* _Extract_
AVFormatSource::~AVFormatSource() {
  if (mConverter) {
    av_bitstream_filter_close(mConverter);
  }
  av_close_input_file(mDataSource);
}

I’ve omitted all the header includes and error checks to make code more clean and easy to read.

From the code above, I only try to decode H.263, H.264 and MPEG4, all other formats are not supported from Android’s documentation officially, though some vendors support more formats such as WMV, FLV or RM.

Pay attention to the FFmpeg code I used, it’s the patched version from VPlayer for Android, I’ve also written a simple post on building FFmpeg for Android.

OMXCodec

The other MediaSource is OMXCodec, which do the actual decoding work.

You can locate the OMXCodec.cpp at AOSP tree’s frameworks/av/media/libstagefright/OMXCodec.cpp, and OMXCodec.h at frameworks/av/include/media/stagefright/OMXCodec.h. Then you will find it’s so easy to use the OMXCodec class in our own NDK code, especially if you found some sample usage from libstagefright/AwesomePlayer.cpp.

* _Given information_
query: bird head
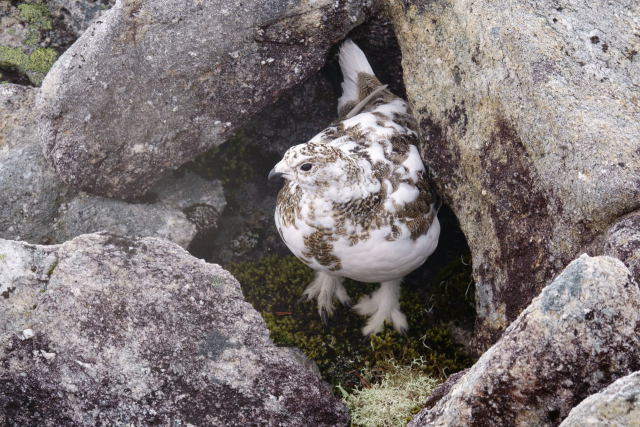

* _Requirements_
1/ Write out the passage of the Android decoding text starting with "Pay attention to" and going on through "usage from libstagefright/AwesomePlayer.cpp.".
2/ According to the Android decoding text, why does the code try to decode only H.263, H.264 and MPEG4? Answer in one to three sentences.
3/ Answer these questions from the Android decoding text, each on its own line:
(a) Which version of FFmpeg does the code use?
(b) Where in the AOSP tree is OMXCodec.h located?
(c) Which file does the text name as a source of sample usage of the OMXCodec class?

* _Task solutions_
1/
Pay attention to the FFmpeg code I used, it’s the patched version from VPlayer for Android, I’ve also written a simple post on building FFmpeg for Android.

OMXCodec

The other MediaSource is OMXCodec, which do the actual decoding work.

You can locate the OMXCodec.cpp at AOSP tree’s frameworks/av/media/libstagefright/OMXCodec.cpp, and OMXCodec.h at frameworks/av/include/media/stagefright/OMXCodec.h. Then you will find it’s so easy to use the OMXCodec class in our own NDK code, especially if you found some sample usage from libstagefright/AwesomePlayer.cpp.

2/ The code decodes only those three formats because Android's documentation doesn't officially support any other formats. Some vendors do support more formats, such as WMV, FLV or RM.

3/
(a) The patched version from VPlayer for Android.
(b) At frameworks/av/include/media/stagefright/OMXCodec.h.
(c) libstagefright/AwesomePlayer.cpp.